### Given task
Reproduce every one of the items below verbatim, but leave the pictures out of your copy.

— begin Data section —

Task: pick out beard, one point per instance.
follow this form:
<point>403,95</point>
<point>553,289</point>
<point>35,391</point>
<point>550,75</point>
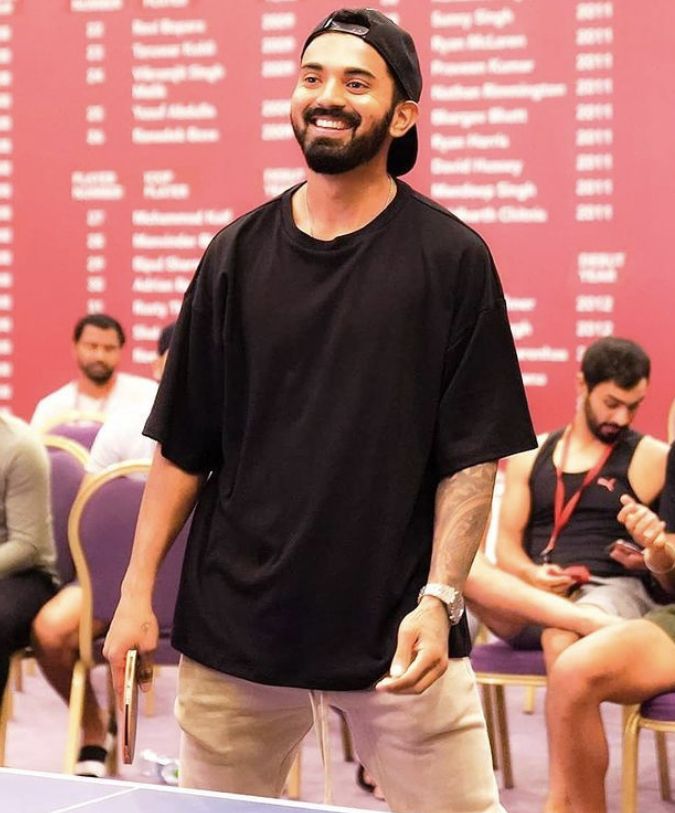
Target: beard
<point>97,372</point>
<point>328,156</point>
<point>604,431</point>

— end Data section —

### Final answer
Task: pick out beard, one point per instance.
follow this form:
<point>403,95</point>
<point>553,289</point>
<point>35,391</point>
<point>550,75</point>
Target: beard
<point>97,372</point>
<point>328,156</point>
<point>604,431</point>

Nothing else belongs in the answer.